EXERCISE AIM → Each line of the listing that includes "tent" should be reported.
GIVEN INFORMATION Block Start
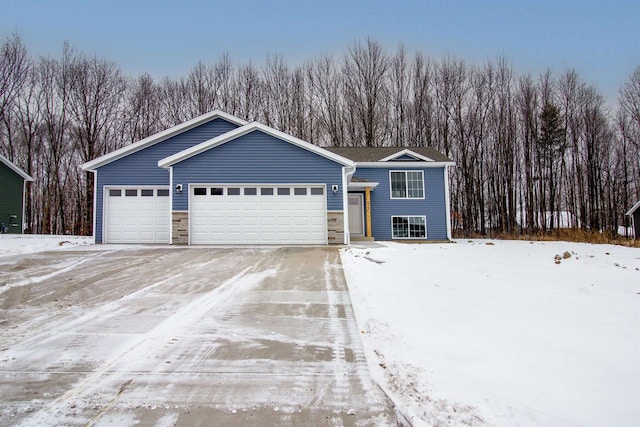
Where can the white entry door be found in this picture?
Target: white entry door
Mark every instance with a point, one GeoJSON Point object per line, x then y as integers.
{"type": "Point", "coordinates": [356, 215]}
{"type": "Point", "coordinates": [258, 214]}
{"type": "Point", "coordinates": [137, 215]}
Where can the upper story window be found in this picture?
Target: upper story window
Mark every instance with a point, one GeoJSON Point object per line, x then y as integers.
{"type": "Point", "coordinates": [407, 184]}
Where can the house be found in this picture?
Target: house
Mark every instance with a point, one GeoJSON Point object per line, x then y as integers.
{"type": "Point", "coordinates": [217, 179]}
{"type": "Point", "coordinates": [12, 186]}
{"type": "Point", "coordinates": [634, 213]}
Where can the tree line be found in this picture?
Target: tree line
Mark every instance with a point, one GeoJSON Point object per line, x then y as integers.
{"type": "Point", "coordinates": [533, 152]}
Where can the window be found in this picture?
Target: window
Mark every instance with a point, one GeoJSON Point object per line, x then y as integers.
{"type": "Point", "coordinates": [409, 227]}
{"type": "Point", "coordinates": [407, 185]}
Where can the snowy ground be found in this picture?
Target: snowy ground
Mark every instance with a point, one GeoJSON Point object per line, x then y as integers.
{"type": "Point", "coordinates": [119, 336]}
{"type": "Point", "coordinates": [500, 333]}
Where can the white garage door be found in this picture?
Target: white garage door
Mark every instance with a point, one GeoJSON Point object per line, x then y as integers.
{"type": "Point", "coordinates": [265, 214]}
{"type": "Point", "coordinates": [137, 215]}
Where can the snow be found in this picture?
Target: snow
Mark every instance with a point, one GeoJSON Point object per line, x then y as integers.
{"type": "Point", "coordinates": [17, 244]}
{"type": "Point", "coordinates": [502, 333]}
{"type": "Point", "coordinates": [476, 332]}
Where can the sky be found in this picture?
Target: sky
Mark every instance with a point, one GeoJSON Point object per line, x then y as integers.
GIVEN INFORMATION Block End
GIVEN INFORMATION Block Start
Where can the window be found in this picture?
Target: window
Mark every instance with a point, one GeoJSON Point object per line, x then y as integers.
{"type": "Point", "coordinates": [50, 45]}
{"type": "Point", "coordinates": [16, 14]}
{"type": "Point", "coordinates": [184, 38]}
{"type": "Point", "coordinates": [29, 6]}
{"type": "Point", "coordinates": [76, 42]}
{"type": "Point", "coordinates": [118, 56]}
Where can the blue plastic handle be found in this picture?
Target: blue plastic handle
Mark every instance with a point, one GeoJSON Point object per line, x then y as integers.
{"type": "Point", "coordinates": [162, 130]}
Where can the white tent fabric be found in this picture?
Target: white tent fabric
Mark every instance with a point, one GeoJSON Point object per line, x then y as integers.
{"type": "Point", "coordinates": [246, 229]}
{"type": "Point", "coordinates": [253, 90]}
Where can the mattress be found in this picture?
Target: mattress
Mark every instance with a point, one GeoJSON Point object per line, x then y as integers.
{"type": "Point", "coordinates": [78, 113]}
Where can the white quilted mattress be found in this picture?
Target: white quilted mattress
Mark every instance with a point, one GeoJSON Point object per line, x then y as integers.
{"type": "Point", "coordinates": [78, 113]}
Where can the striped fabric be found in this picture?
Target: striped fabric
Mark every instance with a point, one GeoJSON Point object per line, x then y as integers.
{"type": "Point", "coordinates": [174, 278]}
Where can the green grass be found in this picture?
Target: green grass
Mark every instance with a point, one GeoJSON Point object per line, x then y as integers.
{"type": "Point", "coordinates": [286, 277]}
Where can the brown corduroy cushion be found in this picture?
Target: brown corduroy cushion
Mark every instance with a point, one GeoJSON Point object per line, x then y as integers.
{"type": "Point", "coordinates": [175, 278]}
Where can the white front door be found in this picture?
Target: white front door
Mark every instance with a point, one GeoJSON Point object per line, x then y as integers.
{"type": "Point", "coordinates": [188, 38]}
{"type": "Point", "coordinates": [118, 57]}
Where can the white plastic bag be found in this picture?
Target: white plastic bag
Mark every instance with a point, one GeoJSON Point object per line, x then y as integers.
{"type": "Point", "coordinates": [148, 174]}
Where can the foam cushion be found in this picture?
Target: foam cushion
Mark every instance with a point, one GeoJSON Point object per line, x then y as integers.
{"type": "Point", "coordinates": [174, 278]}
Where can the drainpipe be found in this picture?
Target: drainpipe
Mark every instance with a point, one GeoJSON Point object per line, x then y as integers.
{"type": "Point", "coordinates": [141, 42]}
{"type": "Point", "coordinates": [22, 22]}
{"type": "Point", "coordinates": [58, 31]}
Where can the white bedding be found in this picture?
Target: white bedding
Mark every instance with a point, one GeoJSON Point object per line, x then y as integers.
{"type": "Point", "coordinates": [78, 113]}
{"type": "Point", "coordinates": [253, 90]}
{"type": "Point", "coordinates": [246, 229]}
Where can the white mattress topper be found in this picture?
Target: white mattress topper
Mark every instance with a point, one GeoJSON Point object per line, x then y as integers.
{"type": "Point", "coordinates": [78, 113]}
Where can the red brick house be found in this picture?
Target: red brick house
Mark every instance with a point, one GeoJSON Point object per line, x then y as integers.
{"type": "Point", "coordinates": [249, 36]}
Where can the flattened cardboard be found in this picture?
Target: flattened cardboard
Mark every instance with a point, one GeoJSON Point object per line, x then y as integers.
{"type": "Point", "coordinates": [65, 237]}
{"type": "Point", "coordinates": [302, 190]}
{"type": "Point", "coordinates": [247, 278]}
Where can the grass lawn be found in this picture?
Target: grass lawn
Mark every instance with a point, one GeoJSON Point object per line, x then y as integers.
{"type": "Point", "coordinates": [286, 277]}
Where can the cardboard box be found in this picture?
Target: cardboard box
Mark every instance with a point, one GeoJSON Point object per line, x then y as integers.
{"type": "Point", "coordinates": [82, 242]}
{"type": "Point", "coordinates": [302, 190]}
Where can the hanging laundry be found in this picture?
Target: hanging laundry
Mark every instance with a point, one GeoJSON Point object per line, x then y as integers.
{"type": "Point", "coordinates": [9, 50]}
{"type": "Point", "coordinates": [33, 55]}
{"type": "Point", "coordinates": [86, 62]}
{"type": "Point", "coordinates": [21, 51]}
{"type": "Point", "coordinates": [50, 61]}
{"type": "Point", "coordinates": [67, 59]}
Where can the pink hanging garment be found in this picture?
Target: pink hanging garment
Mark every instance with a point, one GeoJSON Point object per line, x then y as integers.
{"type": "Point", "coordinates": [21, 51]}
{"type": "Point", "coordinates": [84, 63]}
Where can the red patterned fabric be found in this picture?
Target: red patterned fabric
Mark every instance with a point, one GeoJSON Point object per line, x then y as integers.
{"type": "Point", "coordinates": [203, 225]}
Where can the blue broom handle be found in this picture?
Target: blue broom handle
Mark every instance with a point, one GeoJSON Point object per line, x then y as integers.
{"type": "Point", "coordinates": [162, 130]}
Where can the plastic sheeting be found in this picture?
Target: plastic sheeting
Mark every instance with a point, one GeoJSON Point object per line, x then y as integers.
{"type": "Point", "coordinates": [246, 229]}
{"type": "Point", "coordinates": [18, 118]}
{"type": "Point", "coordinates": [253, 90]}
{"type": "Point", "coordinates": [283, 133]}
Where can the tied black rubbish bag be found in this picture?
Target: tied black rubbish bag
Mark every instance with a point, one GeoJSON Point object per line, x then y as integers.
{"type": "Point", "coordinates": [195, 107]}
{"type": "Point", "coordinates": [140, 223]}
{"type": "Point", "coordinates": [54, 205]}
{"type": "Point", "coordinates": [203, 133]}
GIVEN INFORMATION Block End
WRITTEN RESPONSE →
Where can the white tent fabric be found in this picture?
Target: white tent fabric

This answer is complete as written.